— The request —
Starting with the line that contains "the red throat" and going on through the end of the entries below, turn those lines into a JSON list of strings, one string per line, with blank lines left out.

— Stored records —

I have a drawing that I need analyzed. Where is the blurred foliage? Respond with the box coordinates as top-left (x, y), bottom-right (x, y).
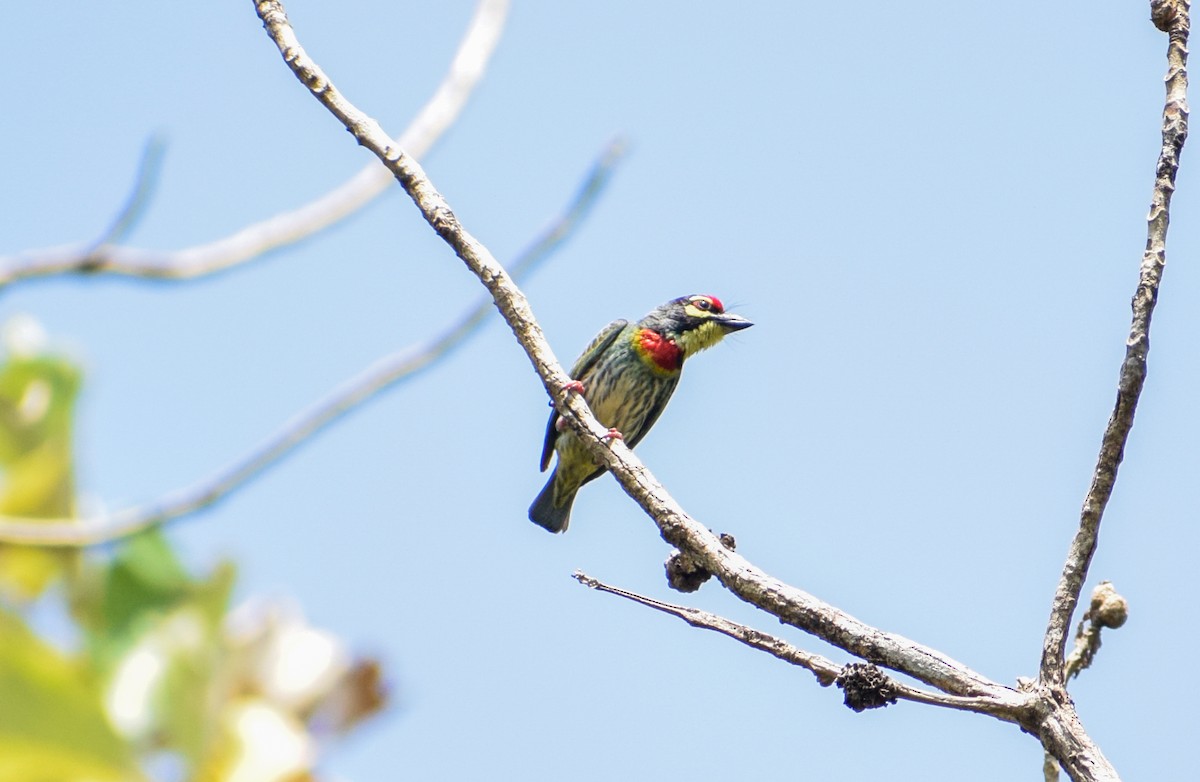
top-left (0, 321), bottom-right (384, 782)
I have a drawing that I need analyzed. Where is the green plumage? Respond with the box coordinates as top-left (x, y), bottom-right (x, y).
top-left (529, 295), bottom-right (752, 533)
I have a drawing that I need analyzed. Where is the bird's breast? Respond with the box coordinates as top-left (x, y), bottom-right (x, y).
top-left (632, 329), bottom-right (683, 374)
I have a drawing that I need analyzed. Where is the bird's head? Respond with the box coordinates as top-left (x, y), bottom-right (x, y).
top-left (638, 294), bottom-right (754, 357)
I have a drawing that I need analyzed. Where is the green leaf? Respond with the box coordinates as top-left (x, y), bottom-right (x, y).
top-left (0, 612), bottom-right (144, 782)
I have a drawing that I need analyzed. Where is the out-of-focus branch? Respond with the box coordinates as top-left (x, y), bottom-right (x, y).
top-left (1039, 0), bottom-right (1190, 691)
top-left (86, 136), bottom-right (166, 257)
top-left (0, 0), bottom-right (509, 287)
top-left (0, 139), bottom-right (625, 547)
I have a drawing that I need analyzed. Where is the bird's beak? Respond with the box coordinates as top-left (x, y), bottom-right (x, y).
top-left (714, 313), bottom-right (754, 333)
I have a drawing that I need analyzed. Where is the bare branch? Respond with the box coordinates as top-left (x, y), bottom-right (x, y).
top-left (1039, 0), bottom-right (1190, 690)
top-left (1063, 581), bottom-right (1129, 680)
top-left (248, 0), bottom-right (1024, 702)
top-left (572, 571), bottom-right (1016, 722)
top-left (256, 0), bottom-right (1132, 781)
top-left (86, 136), bottom-right (166, 258)
top-left (0, 0), bottom-right (509, 287)
top-left (1042, 581), bottom-right (1129, 782)
top-left (572, 570), bottom-right (841, 687)
top-left (0, 139), bottom-right (625, 547)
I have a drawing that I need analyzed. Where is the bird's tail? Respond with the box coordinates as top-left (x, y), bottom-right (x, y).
top-left (529, 470), bottom-right (575, 533)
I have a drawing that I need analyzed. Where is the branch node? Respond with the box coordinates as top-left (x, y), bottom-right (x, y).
top-left (835, 662), bottom-right (896, 711)
top-left (1150, 0), bottom-right (1187, 34)
top-left (664, 533), bottom-right (737, 592)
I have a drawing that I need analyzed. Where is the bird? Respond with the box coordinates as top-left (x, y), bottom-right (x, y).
top-left (529, 294), bottom-right (754, 533)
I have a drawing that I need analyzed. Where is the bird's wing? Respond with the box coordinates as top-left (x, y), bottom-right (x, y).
top-left (541, 319), bottom-right (629, 473)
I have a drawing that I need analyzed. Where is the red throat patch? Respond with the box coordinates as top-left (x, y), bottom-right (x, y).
top-left (634, 329), bottom-right (683, 372)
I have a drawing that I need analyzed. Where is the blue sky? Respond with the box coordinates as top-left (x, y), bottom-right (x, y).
top-left (0, 0), bottom-right (1200, 781)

— Worked solution —
[
  "I have a drawing that I need analyzed. Where is the red throat patch? Respond with the box coordinates as top-left (x, y), bottom-right (x, y).",
  "top-left (634, 329), bottom-right (683, 372)",
  "I have a drawing that I need analyzed. Where is the blue sky? Respond with the box coordinates as top-left (x, y), bottom-right (x, y).",
  "top-left (0, 0), bottom-right (1200, 781)"
]